— Written task —
Edit the items below by replacing every "possession chart" with "location chart", leaving everything else unchanged.

— Data section —
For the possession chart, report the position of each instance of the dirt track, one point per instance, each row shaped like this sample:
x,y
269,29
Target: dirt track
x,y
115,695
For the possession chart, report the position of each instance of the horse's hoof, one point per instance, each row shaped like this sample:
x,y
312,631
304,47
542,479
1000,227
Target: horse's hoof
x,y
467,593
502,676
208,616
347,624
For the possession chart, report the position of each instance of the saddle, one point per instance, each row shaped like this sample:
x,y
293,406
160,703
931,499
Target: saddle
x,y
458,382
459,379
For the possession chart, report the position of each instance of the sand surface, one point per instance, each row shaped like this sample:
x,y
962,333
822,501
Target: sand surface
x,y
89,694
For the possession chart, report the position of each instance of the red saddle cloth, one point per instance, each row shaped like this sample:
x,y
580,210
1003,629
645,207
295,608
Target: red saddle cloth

— Finished task —
For the location chart, report the position of each instance of the dirt track, one point per instance, each row shaped like this sample:
x,y
269,29
Target: dirt track
x,y
115,695
For the location chart, report the position of each instance of the horse's hoof, one point per instance, each row shaped like this sample:
x,y
312,631
304,47
542,479
1000,227
Target: horse's hoof
x,y
467,593
502,676
208,616
347,624
For the location chart, report the position of each instance of the saddle, one point per instance, each row shaped like this sample:
x,y
293,406
160,703
931,499
Target: saddle
x,y
458,382
459,379
For the location chart, report the position of each instance of the sand surface, one point per instance, each row shaped like this sample:
x,y
962,333
822,501
Target: sand surface
x,y
89,694
For the location chart, report the position of each instance of the red saddle cloth, one point per instance, each row shaped like this sample:
x,y
580,210
1003,629
645,207
295,608
Target: red saddle cloth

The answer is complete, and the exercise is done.